**Exercise instructions:** Copy out the lines below, swapping every "evenodd" for "nonzero" and leaving everything else as it is.

——————

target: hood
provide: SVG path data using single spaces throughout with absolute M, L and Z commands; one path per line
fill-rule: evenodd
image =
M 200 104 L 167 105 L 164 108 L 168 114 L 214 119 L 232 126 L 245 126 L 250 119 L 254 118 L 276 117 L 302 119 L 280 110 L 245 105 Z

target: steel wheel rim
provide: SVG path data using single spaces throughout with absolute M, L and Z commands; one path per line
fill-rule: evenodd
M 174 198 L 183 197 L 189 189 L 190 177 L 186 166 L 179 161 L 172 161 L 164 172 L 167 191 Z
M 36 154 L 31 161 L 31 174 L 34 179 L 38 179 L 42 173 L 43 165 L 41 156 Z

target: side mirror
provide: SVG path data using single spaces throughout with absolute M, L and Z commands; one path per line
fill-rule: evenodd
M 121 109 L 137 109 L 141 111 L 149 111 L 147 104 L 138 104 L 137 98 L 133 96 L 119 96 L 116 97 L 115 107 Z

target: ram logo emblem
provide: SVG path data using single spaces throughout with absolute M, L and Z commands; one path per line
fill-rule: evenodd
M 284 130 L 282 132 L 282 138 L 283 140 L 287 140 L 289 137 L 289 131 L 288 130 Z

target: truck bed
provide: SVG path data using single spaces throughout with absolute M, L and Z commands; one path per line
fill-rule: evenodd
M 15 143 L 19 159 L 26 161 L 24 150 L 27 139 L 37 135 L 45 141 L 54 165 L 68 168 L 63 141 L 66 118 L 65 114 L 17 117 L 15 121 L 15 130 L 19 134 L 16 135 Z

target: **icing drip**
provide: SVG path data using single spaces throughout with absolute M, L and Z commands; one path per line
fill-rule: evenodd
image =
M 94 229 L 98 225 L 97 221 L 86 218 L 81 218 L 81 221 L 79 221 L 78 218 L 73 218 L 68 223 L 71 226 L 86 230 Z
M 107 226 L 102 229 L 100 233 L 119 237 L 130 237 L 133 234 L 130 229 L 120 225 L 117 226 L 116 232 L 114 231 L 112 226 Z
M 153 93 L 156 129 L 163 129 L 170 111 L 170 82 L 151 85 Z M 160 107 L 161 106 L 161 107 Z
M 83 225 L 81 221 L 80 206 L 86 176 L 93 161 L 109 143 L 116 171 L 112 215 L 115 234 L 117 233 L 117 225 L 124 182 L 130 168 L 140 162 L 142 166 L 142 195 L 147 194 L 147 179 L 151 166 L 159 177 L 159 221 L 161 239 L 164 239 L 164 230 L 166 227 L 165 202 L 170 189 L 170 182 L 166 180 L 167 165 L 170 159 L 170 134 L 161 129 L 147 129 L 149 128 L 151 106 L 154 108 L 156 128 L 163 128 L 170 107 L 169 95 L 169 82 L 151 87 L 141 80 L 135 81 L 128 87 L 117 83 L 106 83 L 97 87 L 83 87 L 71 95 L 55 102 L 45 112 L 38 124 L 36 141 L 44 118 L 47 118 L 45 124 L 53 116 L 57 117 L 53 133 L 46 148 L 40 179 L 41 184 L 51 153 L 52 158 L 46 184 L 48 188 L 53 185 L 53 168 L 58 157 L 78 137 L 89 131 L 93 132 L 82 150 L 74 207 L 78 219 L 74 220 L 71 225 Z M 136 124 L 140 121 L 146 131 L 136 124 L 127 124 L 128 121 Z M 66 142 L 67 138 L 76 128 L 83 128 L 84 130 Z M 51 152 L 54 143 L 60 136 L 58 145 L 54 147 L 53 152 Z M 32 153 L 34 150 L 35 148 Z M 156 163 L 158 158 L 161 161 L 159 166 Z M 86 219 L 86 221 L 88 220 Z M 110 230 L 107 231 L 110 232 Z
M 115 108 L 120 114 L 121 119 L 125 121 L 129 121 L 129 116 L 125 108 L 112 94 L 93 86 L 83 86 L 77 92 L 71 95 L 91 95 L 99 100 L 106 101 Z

——————

**Solution:**
target: hood
provide: SVG path data using single spaces throughout with absolute M, L and Z commands; one path per line
fill-rule: nonzero
image =
M 200 104 L 167 105 L 164 108 L 168 114 L 214 119 L 232 126 L 245 126 L 250 119 L 254 118 L 276 117 L 302 119 L 280 110 L 245 105 Z

target: steel wheel rim
provide: SVG path data using single spaces throughout with absolute M, L and Z commands; one path per line
fill-rule: nonzero
M 174 198 L 183 197 L 189 189 L 190 177 L 186 166 L 179 161 L 172 161 L 164 172 L 167 191 Z
M 36 154 L 31 161 L 31 174 L 34 179 L 38 179 L 42 173 L 43 165 L 41 156 Z

target: side mirror
provide: SVG path data using single spaces throughout with absolute M, L and Z commands; one path per line
fill-rule: nonzero
M 121 109 L 137 109 L 141 111 L 149 111 L 147 104 L 138 104 L 137 98 L 133 96 L 119 96 L 116 97 L 115 107 Z

target: ram logo emblem
provide: SVG path data using single spaces throughout with absolute M, L and Z commands; one path per line
fill-rule: nonzero
M 284 130 L 282 132 L 282 138 L 283 140 L 287 140 L 289 137 L 289 131 L 288 130 Z

target: truck bed
provide: SVG path data using single spaces throughout with absolute M, L and Z commands; one path per line
fill-rule: nonzero
M 15 143 L 19 159 L 26 161 L 24 150 L 27 139 L 37 135 L 45 141 L 54 165 L 68 168 L 63 141 L 66 118 L 65 114 L 17 117 L 15 121 L 15 130 L 19 134 L 16 135 Z

target: **icing drip**
provide: SVG path data using single spaces throughout with absolute M, L and Z commands; one path per line
fill-rule: nonzero
image =
M 94 229 L 98 225 L 97 221 L 86 218 L 81 218 L 81 221 L 79 221 L 78 218 L 73 218 L 68 223 L 71 226 L 86 230 Z
M 107 226 L 102 229 L 100 233 L 119 237 L 130 237 L 133 234 L 130 229 L 120 225 L 117 226 L 116 232 L 114 231 L 112 226 Z
M 153 93 L 156 129 L 163 129 L 170 111 L 170 82 L 151 85 Z M 160 107 L 161 106 L 161 107 Z
M 83 225 L 81 221 L 80 206 L 86 176 L 93 161 L 109 143 L 116 171 L 112 215 L 115 234 L 117 233 L 117 225 L 124 182 L 130 168 L 140 162 L 142 166 L 142 195 L 147 194 L 147 179 L 151 166 L 159 177 L 159 221 L 161 239 L 164 239 L 164 230 L 166 227 L 165 202 L 170 189 L 170 182 L 166 180 L 167 165 L 170 159 L 170 134 L 161 129 L 147 129 L 149 128 L 151 106 L 154 108 L 156 128 L 163 128 L 170 107 L 169 95 L 169 82 L 151 87 L 141 80 L 135 81 L 128 87 L 117 83 L 106 83 L 97 87 L 83 87 L 71 95 L 55 102 L 45 112 L 38 124 L 36 141 L 44 118 L 47 118 L 45 124 L 53 116 L 57 117 L 53 133 L 46 148 L 40 179 L 41 184 L 51 153 L 52 158 L 46 184 L 48 188 L 53 185 L 53 168 L 58 157 L 78 137 L 89 131 L 93 132 L 82 150 L 74 207 L 78 219 L 74 220 L 71 225 Z M 136 124 L 140 121 L 146 131 L 136 124 L 127 124 L 128 121 Z M 66 142 L 67 138 L 76 128 L 83 128 L 84 130 Z M 51 152 L 54 143 L 60 136 L 58 145 L 54 147 L 53 152 Z M 32 153 L 34 150 L 35 148 Z M 156 163 L 158 158 L 161 161 L 159 166 Z M 86 219 L 86 221 L 88 220 Z M 110 230 L 107 231 L 110 232 Z
M 115 108 L 120 114 L 121 119 L 125 121 L 129 121 L 129 116 L 125 108 L 112 94 L 93 86 L 83 86 L 77 92 L 71 95 L 91 95 L 99 100 L 106 101 Z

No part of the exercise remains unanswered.